**Exercise details**
Repeat the records below exactly.

### Provided information

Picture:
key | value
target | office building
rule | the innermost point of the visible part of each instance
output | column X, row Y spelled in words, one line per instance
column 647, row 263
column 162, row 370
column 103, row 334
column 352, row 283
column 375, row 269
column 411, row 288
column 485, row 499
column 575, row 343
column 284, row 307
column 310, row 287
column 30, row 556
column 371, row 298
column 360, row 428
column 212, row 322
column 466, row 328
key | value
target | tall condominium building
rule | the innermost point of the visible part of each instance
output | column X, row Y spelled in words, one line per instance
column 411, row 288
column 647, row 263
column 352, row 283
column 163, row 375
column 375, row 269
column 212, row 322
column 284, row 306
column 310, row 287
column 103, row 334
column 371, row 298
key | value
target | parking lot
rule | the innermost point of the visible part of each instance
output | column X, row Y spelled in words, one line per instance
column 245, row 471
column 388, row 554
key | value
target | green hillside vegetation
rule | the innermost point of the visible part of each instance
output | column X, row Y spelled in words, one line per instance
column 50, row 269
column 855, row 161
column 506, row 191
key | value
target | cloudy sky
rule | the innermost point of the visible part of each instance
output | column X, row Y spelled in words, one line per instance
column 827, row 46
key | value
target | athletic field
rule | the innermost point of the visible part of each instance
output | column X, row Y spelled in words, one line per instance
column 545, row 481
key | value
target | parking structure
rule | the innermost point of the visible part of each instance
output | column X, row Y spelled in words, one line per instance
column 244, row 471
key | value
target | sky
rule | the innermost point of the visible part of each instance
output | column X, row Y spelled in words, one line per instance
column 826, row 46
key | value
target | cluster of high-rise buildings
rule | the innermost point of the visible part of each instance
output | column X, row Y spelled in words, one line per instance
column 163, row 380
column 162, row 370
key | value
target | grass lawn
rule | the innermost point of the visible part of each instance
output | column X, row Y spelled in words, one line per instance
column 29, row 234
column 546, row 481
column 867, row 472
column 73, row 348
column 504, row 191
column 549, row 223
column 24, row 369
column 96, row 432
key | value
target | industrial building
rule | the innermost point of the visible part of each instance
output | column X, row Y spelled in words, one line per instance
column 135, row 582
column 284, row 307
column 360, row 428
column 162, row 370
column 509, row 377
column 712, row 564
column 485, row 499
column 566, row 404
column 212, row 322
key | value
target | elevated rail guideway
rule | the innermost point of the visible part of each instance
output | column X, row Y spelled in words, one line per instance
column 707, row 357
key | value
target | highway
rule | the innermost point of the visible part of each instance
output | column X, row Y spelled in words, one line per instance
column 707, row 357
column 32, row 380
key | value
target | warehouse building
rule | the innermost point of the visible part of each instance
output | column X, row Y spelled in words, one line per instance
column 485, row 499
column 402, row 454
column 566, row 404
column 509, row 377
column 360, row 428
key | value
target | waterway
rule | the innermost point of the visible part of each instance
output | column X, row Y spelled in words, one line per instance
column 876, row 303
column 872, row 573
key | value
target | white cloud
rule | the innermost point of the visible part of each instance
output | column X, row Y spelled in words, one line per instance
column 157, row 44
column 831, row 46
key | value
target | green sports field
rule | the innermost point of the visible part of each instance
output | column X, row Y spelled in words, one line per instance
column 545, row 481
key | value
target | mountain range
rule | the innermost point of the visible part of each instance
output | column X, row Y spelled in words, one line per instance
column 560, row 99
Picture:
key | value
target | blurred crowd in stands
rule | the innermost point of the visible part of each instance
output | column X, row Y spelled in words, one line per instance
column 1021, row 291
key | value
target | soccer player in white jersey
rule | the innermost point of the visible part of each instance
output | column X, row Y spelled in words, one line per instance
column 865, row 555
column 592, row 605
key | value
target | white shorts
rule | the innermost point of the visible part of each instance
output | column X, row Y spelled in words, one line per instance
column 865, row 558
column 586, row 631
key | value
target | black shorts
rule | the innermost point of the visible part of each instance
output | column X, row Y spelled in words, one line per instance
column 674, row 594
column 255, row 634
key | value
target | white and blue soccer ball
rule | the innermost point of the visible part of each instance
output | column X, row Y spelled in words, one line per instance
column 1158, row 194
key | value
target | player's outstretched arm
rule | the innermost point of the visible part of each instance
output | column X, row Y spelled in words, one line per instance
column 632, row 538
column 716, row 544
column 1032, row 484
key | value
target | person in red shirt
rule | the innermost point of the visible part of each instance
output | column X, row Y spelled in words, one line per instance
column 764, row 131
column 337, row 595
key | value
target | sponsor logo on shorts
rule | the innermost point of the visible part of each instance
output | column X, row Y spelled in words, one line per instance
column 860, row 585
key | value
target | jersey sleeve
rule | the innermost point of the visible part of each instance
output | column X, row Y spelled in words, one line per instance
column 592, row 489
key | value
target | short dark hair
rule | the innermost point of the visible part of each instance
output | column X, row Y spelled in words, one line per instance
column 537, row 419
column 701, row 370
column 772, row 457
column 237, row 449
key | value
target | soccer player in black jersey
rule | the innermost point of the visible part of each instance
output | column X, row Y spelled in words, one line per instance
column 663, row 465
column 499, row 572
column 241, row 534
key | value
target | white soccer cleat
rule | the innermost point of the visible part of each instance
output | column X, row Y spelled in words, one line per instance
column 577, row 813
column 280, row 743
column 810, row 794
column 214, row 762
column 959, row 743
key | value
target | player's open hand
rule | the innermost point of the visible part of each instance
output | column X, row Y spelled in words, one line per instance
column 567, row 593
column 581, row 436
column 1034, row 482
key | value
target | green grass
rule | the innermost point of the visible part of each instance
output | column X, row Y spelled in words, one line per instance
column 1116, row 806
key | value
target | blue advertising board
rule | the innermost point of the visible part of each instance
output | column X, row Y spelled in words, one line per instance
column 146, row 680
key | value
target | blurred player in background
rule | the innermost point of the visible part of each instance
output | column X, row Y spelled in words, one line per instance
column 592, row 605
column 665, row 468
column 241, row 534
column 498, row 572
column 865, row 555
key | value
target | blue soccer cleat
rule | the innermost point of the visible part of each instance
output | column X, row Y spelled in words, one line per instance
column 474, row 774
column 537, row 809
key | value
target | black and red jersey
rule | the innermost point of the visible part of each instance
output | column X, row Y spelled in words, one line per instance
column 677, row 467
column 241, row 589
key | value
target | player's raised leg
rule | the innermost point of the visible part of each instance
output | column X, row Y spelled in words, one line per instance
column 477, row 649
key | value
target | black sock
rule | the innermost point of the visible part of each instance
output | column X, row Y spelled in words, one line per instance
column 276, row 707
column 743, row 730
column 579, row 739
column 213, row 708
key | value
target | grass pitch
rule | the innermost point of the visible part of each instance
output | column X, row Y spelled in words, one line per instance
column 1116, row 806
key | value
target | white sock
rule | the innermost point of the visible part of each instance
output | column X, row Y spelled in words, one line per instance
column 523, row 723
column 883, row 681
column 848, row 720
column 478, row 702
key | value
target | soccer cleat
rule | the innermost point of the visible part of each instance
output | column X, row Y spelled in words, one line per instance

######

**Exercise solution**
Picture:
key | value
target | office building
rule | the innermost point of the visible part of each instance
output | column X, row Y spelled in words, one line per instance
column 647, row 263
column 162, row 370
column 103, row 334
column 352, row 283
column 375, row 269
column 411, row 288
column 485, row 499
column 575, row 343
column 284, row 307
column 310, row 287
column 30, row 556
column 371, row 298
column 360, row 428
column 212, row 322
column 466, row 328
key | value
target | tall condominium building
rule | the innermost point of the visible part of each instance
output | column X, row Y spelled in words, one line per instance
column 411, row 288
column 647, row 263
column 352, row 283
column 163, row 375
column 375, row 269
column 212, row 322
column 284, row 306
column 310, row 287
column 103, row 334
column 371, row 298
key | value
target | parking lot
rule | the innermost point of the visible part of each instance
output | column X, row Y spelled in words, one line per instance
column 245, row 471
column 388, row 554
key | value
target | green hillside vegetation
rule | the innermost point of the visible part of each instance
output | column X, row Y spelled in words, one line per instance
column 50, row 269
column 855, row 161
column 506, row 191
key | value
target | cloudy sky
rule | the innermost point of the visible part of each instance
output | column X, row Y spelled in words, one line per instance
column 827, row 46
key | value
target | athletic field
rule | the innermost point of the visible part of each instance
output | column X, row Y spelled in words, one line per instance
column 545, row 481
key | value
target | parking structure
rule | the innermost point of the visible part of each instance
output | column X, row Y spelled in words, one line per instance
column 244, row 471
key | value
target | sky
rule | the innermost point of the visible part of each instance
output | column X, row Y spelled in words, one line per instance
column 826, row 46
key | value
target | cluster of high-rise buildings
rule | the innermost point of the visible part of each instance
output | column X, row Y spelled in words, one line per instance
column 163, row 380
column 162, row 370
key | value
target | grass lawn
rule | the innermost point of the visible part of each instance
output | column X, row Y spelled in words, one line per instance
column 29, row 234
column 546, row 481
column 867, row 472
column 73, row 348
column 504, row 191
column 549, row 223
column 24, row 369
column 96, row 432
key | value
target | industrial building
rule | the innermost point of the visible part of each instance
output | column X, row Y spelled in words, one line per instance
column 135, row 582
column 284, row 307
column 360, row 428
column 162, row 370
column 509, row 377
column 712, row 564
column 485, row 499
column 566, row 404
column 212, row 322
key | value
target | elevated rail guideway
rule | the innermost point of the visible part of each instance
output | column X, row Y spelled in words, one line per instance
column 707, row 357
key | value
target | highway
rule | the innermost point of the visible part of each instance
output | column X, row Y spelled in words, one line per instance
column 707, row 357
column 32, row 380
key | value
target | warehouse building
rule | the innermost point of the visible part of each instance
output | column X, row Y spelled in words, one line per instance
column 485, row 499
column 402, row 454
column 566, row 404
column 509, row 377
column 360, row 428
key | value
target | waterway
rule | the innermost point of the visible part of each instance
output | column X, row Y spelled in words, one line per instance
column 876, row 303
column 872, row 573
key | value
target | white cloud
rule | the innermost point of the visible part of each instance
output | column X, row Y spelled in words, one line per instance
column 157, row 44
column 831, row 46
key | value
target | green sports field
rule | the innermost point of the visible part of each instance
output | column X, row Y spelled in words, one line per instance
column 545, row 481
key | value
target | mountain range
rule | the innermost point of the visible part of each instance
output | column X, row Y spelled in words, one line per instance
column 560, row 99
Picture:
key | value
target | blurred crowd in stands
rule | the innermost point of the visible part of each instance
output | column X, row Y spelled in words, one line per instance
column 1021, row 291
key | value
target | soccer player in white jersey
rule | the innermost point of the visible part of each instance
output | column X, row Y spelled in words, one line per instance
column 865, row 555
column 592, row 605
key | value
target | white shorts
rule | the innermost point of the visible part of each instance
output | column X, row Y spelled in words, one line per instance
column 865, row 558
column 586, row 631
key | value
target | black shorts
rule | the innermost point of the visible part of each instance
output | column X, row Y spelled in words, one line per instance
column 674, row 594
column 255, row 634
key | value
target | white and blue soccer ball
rule | the innermost point of the visible part of each instance
output | column X, row Y spelled in words, one line per instance
column 1158, row 194
key | value
target | player's outstretched arm
rule | the innermost point of the visible part of each instance
output | column X, row Y spelled in words, one line per instance
column 632, row 538
column 716, row 544
column 1032, row 484
key | value
target | person in red shirt
rule | the innermost point of the visible part of each instance
output | column X, row Y spelled in words, one line per instance
column 764, row 131
column 337, row 595
key | value
target | sponsor logo on shorts
rule | the innermost point of the visible part of each instance
output | column X, row Y spelled in words, one line per instance
column 860, row 585
key | value
target | jersey sleeve
rule | the innermost point of the visible part of each instance
output | column X, row Y spelled in words, one line per instance
column 592, row 489
key | value
target | short dark hair
rule | the innermost point of the visible part of each instance
output | column X, row Y spelled in words, one line per instance
column 537, row 419
column 701, row 370
column 772, row 457
column 237, row 449
key | value
target | soccer player in black jersey
rule | the innermost point of the visible part of each instance
output | column X, row Y spelled in words, one line per instance
column 663, row 465
column 499, row 572
column 241, row 534
key | value
target | white soccer cleat
rule | the innermost point of the visible part of each instance
output | column X, row Y spelled in words, one line per instance
column 577, row 813
column 280, row 743
column 810, row 794
column 214, row 762
column 959, row 743
key | value
target | player's open hand
rule | the innermost point of the visible part of each instance
output | column X, row Y spelled in words, one line per instance
column 567, row 593
column 581, row 436
column 1034, row 482
key | value
target | green grass
rule | the innermost point of the visible part of each instance
output | column X, row Y spelled in words, one line per instance
column 1116, row 806
key | value
target | blue advertising board
rule | the innermost point of the visible part of each instance
output | column X, row Y spelled in words, one line per instance
column 146, row 680
key | value
target | blurred player in background
rule | the innermost point of the visible part of each instance
output | column X, row Y spelled in words, one line per instance
column 592, row 605
column 665, row 468
column 241, row 534
column 498, row 572
column 865, row 555
key | value
target | blue soccer cleat
rule | the innermost point of the visible part of each instance
output | column X, row Y spelled in words, one line per instance
column 474, row 774
column 537, row 809
key | value
target | black and red jersey
rule | the innermost point of the visible part of each instance
output | column X, row Y spelled in words, one line per instance
column 677, row 467
column 241, row 589
key | value
target | player's raised leg
rule | the innermost point of the visible part of each instance
output | column X, row Y spelled in words, one line per instance
column 477, row 649
key | value
target | black sock
rule | the innermost point of the visible part of each instance
output | column X, row Y spelled in words, one line per instance
column 276, row 707
column 743, row 730
column 579, row 739
column 213, row 708
key | value
target | grass pitch
rule | the innermost point of the visible part of each instance
output | column X, row Y spelled in words, one line per instance
column 1116, row 806
key | value
target | white sock
rule | the innermost point of the visible part of each instance
output | column X, row Y spelled in words, one line per instance
column 523, row 723
column 883, row 681
column 848, row 720
column 478, row 702
key | value
target | soccer cleat
rule | the innermost point of the visible part of each instance
output | column X, row Y spelled in words, one line per instance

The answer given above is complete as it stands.